━━ Dataset excerpts ━━

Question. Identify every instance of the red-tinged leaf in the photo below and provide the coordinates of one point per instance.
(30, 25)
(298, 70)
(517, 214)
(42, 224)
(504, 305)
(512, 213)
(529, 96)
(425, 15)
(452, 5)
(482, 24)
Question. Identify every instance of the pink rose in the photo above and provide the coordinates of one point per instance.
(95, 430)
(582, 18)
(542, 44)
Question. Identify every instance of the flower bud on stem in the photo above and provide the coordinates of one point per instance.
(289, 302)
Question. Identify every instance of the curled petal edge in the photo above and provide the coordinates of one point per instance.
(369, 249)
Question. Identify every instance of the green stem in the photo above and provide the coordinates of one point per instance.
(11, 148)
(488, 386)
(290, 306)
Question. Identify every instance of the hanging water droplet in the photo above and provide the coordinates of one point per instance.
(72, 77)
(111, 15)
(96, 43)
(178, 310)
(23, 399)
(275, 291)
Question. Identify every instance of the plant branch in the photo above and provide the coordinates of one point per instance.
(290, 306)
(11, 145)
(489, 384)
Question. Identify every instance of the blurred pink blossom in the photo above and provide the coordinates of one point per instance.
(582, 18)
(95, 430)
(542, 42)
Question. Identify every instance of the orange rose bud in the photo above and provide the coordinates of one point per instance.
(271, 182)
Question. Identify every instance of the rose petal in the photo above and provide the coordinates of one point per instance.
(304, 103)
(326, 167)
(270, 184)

━━━

» **Task instructions**
After reading the data, retype all of it exactly as it reads.

» **Response to the task**
Question. Identify every instance of the red-tinged leaf in the photo below and provide the coordinates of one point per instance.
(30, 25)
(298, 70)
(517, 214)
(42, 224)
(504, 305)
(512, 213)
(529, 96)
(425, 15)
(452, 5)
(482, 24)
Question. Identify every instance of the pink rose in the photo above and provide the coordinates of one point per instance.
(95, 430)
(582, 18)
(542, 44)
Question. Identify every instance of the flower bud on stem in the photo above and provide the coordinates of one point per instance.
(289, 302)
Question. Identify every instance of the curled petal edge in the photo above and provide the coordinates of one point per instance.
(369, 249)
Question. Identify every instance of the green stem in the photo above and provide the coordinates of one point per instance.
(11, 148)
(488, 386)
(290, 306)
Question. Identify every instance of the hanging water droplet in the photo above and provide the coordinates of one point per instance.
(72, 77)
(111, 15)
(96, 43)
(178, 310)
(23, 399)
(275, 291)
Question. Identify every instance of the plant branch in the photo above and provide the coordinates of one point per instance.
(290, 306)
(11, 145)
(489, 384)
Question. Identify every instance of the blurred pink blossom in the photo above and provide the coordinates of one point per instance.
(582, 18)
(95, 430)
(542, 42)
Question. Identify every instance of the orange rose bud in the photo above and provide the coordinates of one point per instance.
(271, 182)
Question. Identify every instance of the rose petal in the photo above and provide the coordinates of one point per instance.
(304, 103)
(326, 167)
(270, 184)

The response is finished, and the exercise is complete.